Teks untuk Ditelaah ->
━━━━━━━━━━━━━━━━

TAK jarang kita melihat seorang perempuan menyelipkan ponsel di jilbab yang ia kenakan, kemudian ia sambil lalu melakukan aktivitas lain seperti memasak, naik motor, mengiris sayur, dan lain-lain. Fenomena itu telah menjadi sketsa ilustratif yang juga mewarnai perempuan Madura, yang konon dikenal sebagai sosok perempuan beretika, religius dan selalu estetis merangkai gerak-gerik yang dilandasi tata krama di setiap berinteraksi dengan lingkungannya.
Tak heran bila ada statemen yang mengatakan bahwa perempuan adalah harga diri suaminya. Menurut budayawan Madura Syaf Anton WR, karena tingginya kedudukan perempuan Madura, maka perempuan Madura khususnya para gadis dikonotasikan dengan perlambangan bunga melati.
Maka sangat tepat falsafah melati menjadi pujian bagi orang-orang tua Madura dengan ucapan ”duh tangmalate”, ta’ gegger polana ojen, ban ta’ elop polana panas are”, artinya; oh melatiku, yang tak gugur karena hujan dan tak layu karena panas matahari. Dirinya adalah martabat yang paling berharga dan kosmos interaksi serta segala dinamikanya penuh dengan aturan arif, yang tak mudah diseberangi laki-laki begitu saja, sehingga konon jarang terjadi pemerkosaan, pelecehan dan tindak kriminal lain yang menimpa kaum perempuan di tanah garam ini.
Lantas apa salahnya bila perempuan menyelipkan ponsel di balik jilbabnya?
Pertanyaan ini sedikit rumit untuk dijawab mengingat dalam satu sisi memang ada sebagian perempuan yang melakukan itu, murni sebagai jalan alternatif saat mendesak atau ketika dirinya sedang sibuk, dan perbincangannya memang seputar kepentingan yang wajar-wajar saja.
Tetapi di sisi lain kenyataan ini sudah jadi ”pemandangan keruh” yang memunculkan tengarai-tengarai negatif (negative thinking) apabila dilakukan oleh perempuan Madura yang notabene punya pranata norma serta doktrin agama yang holistik. Apalagi aktivitas menelepon di balik jilbab biasanya dilakukan dengan artikulasi perbincangan yang memakan durasi waktu yang cukup lama.
Hal ini sangat melumpuhkan aktivitas lain dan mendistorsi eksistensi kaum perempuan yang dalam substansi kultur Madura, yaitu perempuan sejatinya adalah kekuatan suplemen yang mem-back up aktivitas suaminya, walaupun tidak dengan tenaga, minimal dengan doa.
Contoh sederhana dapat kami temukan, bagaimana loyalitas dan rasa takzim pada suami yang dilakukan oleh perempuan zaman dulu yang menjadi istri nelayan, saat suaminya sedang melaut. Di rumah malam-malam, ia bermunajat dan bertaqorrub kepada-Nya memohon keselamatan atas suaminya dan keesokan harinya mempersiapkan nasi atau makanan kesukaan suaminya yang akan dihaturkan setelah kembali dari laut.

━━━━━━━━━━━━━━━━

(Entri yang tercantum dalam dataset)

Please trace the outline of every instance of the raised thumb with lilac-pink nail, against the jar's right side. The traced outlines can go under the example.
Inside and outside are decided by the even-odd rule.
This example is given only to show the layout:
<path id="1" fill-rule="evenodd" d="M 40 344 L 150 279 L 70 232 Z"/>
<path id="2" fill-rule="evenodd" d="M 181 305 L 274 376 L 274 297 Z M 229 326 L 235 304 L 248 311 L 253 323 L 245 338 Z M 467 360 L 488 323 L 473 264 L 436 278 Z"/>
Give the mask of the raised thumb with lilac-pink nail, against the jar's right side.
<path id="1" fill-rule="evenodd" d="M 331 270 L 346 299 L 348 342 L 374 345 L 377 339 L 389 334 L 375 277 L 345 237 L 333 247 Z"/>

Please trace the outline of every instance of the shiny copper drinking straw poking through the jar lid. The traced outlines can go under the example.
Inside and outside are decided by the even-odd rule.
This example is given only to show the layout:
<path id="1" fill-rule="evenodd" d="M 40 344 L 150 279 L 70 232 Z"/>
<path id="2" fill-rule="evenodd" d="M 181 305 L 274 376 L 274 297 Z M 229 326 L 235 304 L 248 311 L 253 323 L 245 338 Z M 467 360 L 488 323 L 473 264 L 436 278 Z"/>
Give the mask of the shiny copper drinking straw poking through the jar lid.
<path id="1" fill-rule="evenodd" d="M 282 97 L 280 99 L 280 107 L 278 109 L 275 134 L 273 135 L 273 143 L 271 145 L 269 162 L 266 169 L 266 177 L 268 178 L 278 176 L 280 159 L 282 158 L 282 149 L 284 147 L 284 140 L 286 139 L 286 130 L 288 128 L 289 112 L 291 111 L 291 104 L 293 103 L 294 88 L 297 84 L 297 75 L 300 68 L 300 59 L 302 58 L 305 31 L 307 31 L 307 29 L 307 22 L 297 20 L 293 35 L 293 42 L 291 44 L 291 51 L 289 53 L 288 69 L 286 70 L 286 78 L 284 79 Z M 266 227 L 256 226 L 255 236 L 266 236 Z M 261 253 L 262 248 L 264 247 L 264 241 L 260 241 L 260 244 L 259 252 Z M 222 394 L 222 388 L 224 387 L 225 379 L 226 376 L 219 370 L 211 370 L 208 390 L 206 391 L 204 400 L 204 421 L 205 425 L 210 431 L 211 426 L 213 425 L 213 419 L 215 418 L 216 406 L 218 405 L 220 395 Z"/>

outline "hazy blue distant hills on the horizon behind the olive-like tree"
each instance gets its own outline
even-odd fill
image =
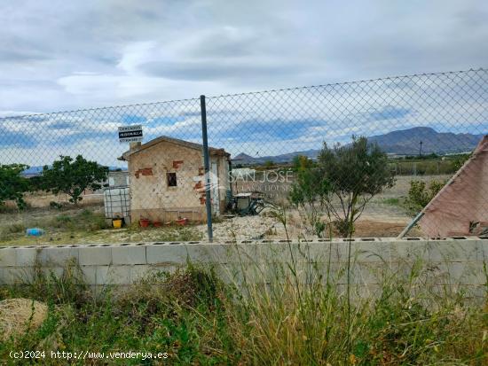
[[[417,155],[422,142],[422,154],[437,153],[444,155],[456,152],[470,152],[475,149],[484,135],[454,134],[452,132],[437,132],[434,128],[414,127],[392,131],[384,135],[368,136],[370,142],[376,142],[383,151],[397,155]],[[264,164],[267,160],[275,163],[286,163],[296,155],[304,155],[311,159],[317,158],[320,150],[304,152],[289,152],[275,156],[252,157],[241,152],[232,158],[235,164]]]

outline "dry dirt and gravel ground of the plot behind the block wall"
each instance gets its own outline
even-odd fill
[[[356,222],[355,237],[396,237],[412,221],[412,215],[405,209],[389,202],[390,199],[405,198],[410,181],[413,179],[442,181],[447,175],[398,176],[397,183],[390,190],[382,192],[367,206]],[[207,238],[206,224],[193,224],[185,227],[169,226],[141,229],[137,225],[114,230],[106,228],[103,206],[99,198],[88,196],[84,206],[67,206],[62,210],[50,208],[53,197],[28,197],[31,204],[25,212],[7,209],[0,212],[0,245],[61,245],[91,243],[125,243],[140,241],[192,241]],[[41,206],[41,207],[40,207]],[[88,214],[83,210],[90,211]],[[258,216],[235,216],[223,218],[214,223],[216,240],[314,238],[304,224],[298,211],[288,210],[287,232],[276,219],[264,213]],[[45,234],[39,238],[25,236],[25,230],[39,227]],[[411,236],[421,232],[412,230]]]

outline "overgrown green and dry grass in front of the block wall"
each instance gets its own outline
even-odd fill
[[[0,359],[23,364],[9,358],[12,350],[88,349],[166,352],[163,363],[179,365],[486,364],[488,308],[462,292],[431,292],[422,284],[428,269],[414,265],[406,276],[383,276],[378,293],[352,302],[349,328],[337,284],[341,270],[327,276],[315,267],[303,284],[291,268],[275,269],[270,278],[279,281],[267,286],[245,281],[237,287],[209,267],[189,264],[97,295],[73,264],[60,278],[38,271],[30,284],[1,290],[0,300],[41,300],[49,316],[40,329],[0,343]]]

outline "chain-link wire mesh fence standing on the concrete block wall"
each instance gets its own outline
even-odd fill
[[[207,208],[222,240],[486,235],[487,82],[479,69],[203,98],[208,175],[201,99],[3,118],[1,239],[194,240]],[[142,144],[120,143],[134,125]]]

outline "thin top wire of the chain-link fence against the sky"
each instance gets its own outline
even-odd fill
[[[343,85],[353,85],[353,84],[359,84],[359,83],[365,83],[365,82],[382,82],[382,81],[390,81],[390,80],[404,79],[404,78],[419,78],[419,77],[451,75],[451,74],[468,74],[468,73],[473,73],[473,72],[479,73],[479,72],[487,72],[487,71],[488,71],[488,67],[479,67],[477,69],[470,68],[468,70],[459,70],[459,71],[447,71],[447,72],[423,73],[423,74],[404,74],[404,75],[386,76],[386,77],[380,77],[380,78],[374,78],[374,79],[363,79],[363,80],[352,81],[352,82],[330,82],[330,83],[326,83],[326,84],[309,85],[309,86],[302,86],[302,87],[290,87],[290,88],[280,88],[280,89],[272,89],[272,90],[249,91],[249,92],[243,92],[243,93],[221,94],[218,96],[206,96],[206,98],[207,99],[216,99],[216,98],[220,98],[220,97],[252,96],[252,95],[266,94],[266,93],[273,93],[273,92],[283,92],[283,91],[292,91],[292,90],[309,90],[309,89],[328,88],[328,87],[336,87],[336,86],[343,86]],[[199,100],[200,100],[200,97],[188,97],[188,98],[164,100],[164,101],[158,101],[158,102],[137,103],[137,104],[132,104],[132,105],[111,105],[111,106],[103,106],[103,107],[64,110],[64,111],[57,111],[57,112],[28,113],[28,114],[20,114],[20,115],[3,116],[3,117],[0,117],[0,121],[8,121],[8,120],[12,120],[12,119],[39,118],[39,117],[43,117],[43,116],[47,116],[47,115],[53,115],[53,114],[89,113],[89,112],[110,111],[110,110],[122,109],[122,108],[136,108],[136,107],[147,107],[147,106],[154,106],[154,105],[188,103],[188,102],[196,102]]]

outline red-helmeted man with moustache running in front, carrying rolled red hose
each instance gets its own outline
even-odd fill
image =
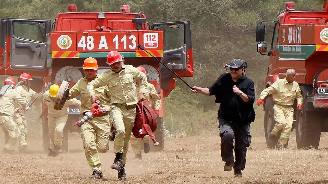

━━━━━━━━━━━━━━━━

Soal dan Tugas ->
[a] Menurut teks tentang perempuan Madura, para gadis Madura dikonotasikan dengan perlambangan bunga apa?
[b] Salinlah sebagian teks tentang perempuan Madura secara persis, dimulai dengan "Pertanyaan ini sedikit" dan berlanjut hingga "yang cukup lama.".

Hasil Tiap Tugas ->
[a] Bunga melati.

[b]
Pertanyaan ini sedikit rumit untuk dijawab mengingat dalam satu sisi memang ada sebagian perempuan yang melakukan itu, murni sebagai jalan alternatif saat mendesak atau ketika dirinya sedang sibuk, dan perbincangannya memang seputar kepentingan yang wajar-wajar saja.
Tetapi di sisi lain kenyataan ini sudah jadi ”pemandangan keruh” yang memunculkan tengarai-tengarai negatif (negative thinking) apabila dilakukan oleh perempuan Madura yang notabene punya pranata norma serta doktrin agama yang holistik. Apalagi aktivitas menelepon di balik jilbab biasanya dilakukan dengan artikulasi perbincangan yang memakan durasi waktu yang cukup lama.